(Point-per-instance localization data)
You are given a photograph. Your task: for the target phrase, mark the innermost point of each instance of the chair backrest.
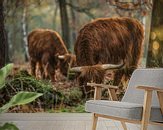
(143, 77)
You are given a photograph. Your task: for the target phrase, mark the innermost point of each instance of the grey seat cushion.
(125, 110)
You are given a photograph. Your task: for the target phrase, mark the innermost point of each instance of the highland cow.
(109, 41)
(44, 47)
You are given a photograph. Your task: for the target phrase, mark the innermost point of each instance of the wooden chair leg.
(124, 125)
(94, 123)
(146, 110)
(112, 94)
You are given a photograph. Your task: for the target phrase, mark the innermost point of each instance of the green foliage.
(20, 98)
(71, 96)
(8, 126)
(4, 72)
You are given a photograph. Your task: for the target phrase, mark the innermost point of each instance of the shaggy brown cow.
(109, 41)
(44, 46)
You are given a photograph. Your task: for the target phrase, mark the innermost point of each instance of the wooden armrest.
(147, 88)
(102, 86)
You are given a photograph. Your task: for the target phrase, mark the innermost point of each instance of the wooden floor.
(57, 121)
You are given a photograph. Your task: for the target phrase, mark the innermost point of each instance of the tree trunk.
(3, 38)
(64, 22)
(24, 30)
(73, 25)
(155, 55)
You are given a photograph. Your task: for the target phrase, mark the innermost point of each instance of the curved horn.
(112, 66)
(75, 69)
(61, 56)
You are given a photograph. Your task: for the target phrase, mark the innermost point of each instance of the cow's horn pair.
(104, 66)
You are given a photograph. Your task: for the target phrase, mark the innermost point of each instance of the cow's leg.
(41, 70)
(33, 67)
(118, 77)
(51, 72)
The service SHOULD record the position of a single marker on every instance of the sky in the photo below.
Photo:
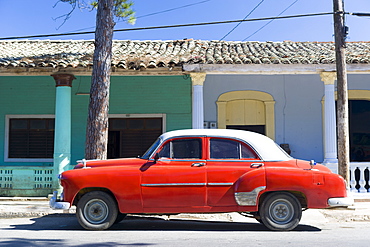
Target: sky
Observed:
(34, 17)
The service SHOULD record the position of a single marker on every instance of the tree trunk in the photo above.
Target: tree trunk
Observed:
(342, 103)
(97, 122)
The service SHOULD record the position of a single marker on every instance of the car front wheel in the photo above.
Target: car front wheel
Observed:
(280, 212)
(96, 210)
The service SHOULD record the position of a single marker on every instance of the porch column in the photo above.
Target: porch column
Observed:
(62, 135)
(330, 123)
(197, 80)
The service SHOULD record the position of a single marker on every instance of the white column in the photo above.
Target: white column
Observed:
(330, 123)
(197, 80)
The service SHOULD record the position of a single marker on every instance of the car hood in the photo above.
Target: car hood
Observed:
(110, 162)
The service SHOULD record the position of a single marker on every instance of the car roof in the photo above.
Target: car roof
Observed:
(264, 146)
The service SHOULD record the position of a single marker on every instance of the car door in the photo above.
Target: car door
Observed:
(227, 161)
(178, 178)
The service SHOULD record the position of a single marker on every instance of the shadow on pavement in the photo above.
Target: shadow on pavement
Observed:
(151, 223)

**PROBLEM DESCRIPTION**
Each record should be written out again exactly, though without its pictures.

**SOLUTION FOR THIS EXERCISE**
You are given a photograph. Your task: for the target phrase, mark the innermost point of each instance of the chair backrest.
(143, 77)
You are given a photograph. Your task: for the target phrase, mark the innermost point of each instance of the grey seat cushion.
(125, 110)
You are given a photograph. Your task: for the target phrase, mark the innermost point of each instance of the highland cow.
(109, 41)
(44, 47)
You are given a photograph. Your task: for the target phrase, mark the innermost point of each instance of the wooden chair leg.
(124, 125)
(94, 123)
(146, 110)
(112, 94)
You are given a photograph. Your task: for the target phrase, mark the innermost point of each instance of the green foliage.
(20, 98)
(71, 96)
(8, 126)
(4, 72)
You are given a photograph. Your task: for the target phrase, mark the innermost point of each instance of the shaggy brown cow.
(109, 41)
(44, 46)
You are given a photograph. Your task: for the target phrase, mark the innermost point of each instance of the wooden armrest.
(147, 88)
(102, 86)
You are given a photograph. Your task: for the target phrase, mark the innermost point of each instance of the wooden floor.
(57, 121)
You are given a photograph. Your task: for the target phrase, mark the innermost point of each instance of the tree trunk.
(3, 38)
(64, 22)
(24, 30)
(73, 25)
(155, 55)
You are given a photograph. Your task: for the target phrase, mark the innermost point of each instance of the curved horn.
(112, 66)
(75, 69)
(61, 56)
You are given a photograph. Your task: for the target phrase, mark the innermost point of each instance of the cow's horn pair.
(104, 66)
You are given a photograph. Your task: for the target phrase, mark the innermost point of each instance of the cow's leg.
(41, 70)
(33, 67)
(118, 77)
(51, 72)
The service SHOULD record the position of a single marker on every instance of the sky in the photo below.
Photo:
Target: sky
Observed:
(34, 17)
The service SHOULD record the position of a single marker on every instance of the tree trunk in the photo above.
Target: tree trunk
Observed:
(342, 103)
(97, 122)
The service SHOULD record the position of a single marker on every instance of the car front wheel in the photo above.
Target: car front wheel
Observed:
(280, 212)
(96, 210)
The service SHOULD record the position of a single marker on every instance of the porch column in the photo above.
Target: porch column
Observed:
(62, 135)
(330, 123)
(197, 80)
The service SHOULD record the position of a single marker on every instance of the white column in the photo above.
Target: white column
Observed:
(330, 123)
(197, 80)
The service SHOULD record the position of a single marker on every instance of the car hood in the photo above.
Target: car hood
Observed:
(110, 162)
The service SHOULD record the position of a single marker on every instance of the car roof in the photo above.
Target: car roof
Observed:
(264, 146)
The service SHOULD record the position of a single marker on every instance of the car door in the photo above.
Target: car door
Observed:
(227, 161)
(178, 178)
The service SHOULD record the position of a single marker on every instance of the shadow on pavement in the photo above.
Target: shadow on pavement
Observed:
(151, 223)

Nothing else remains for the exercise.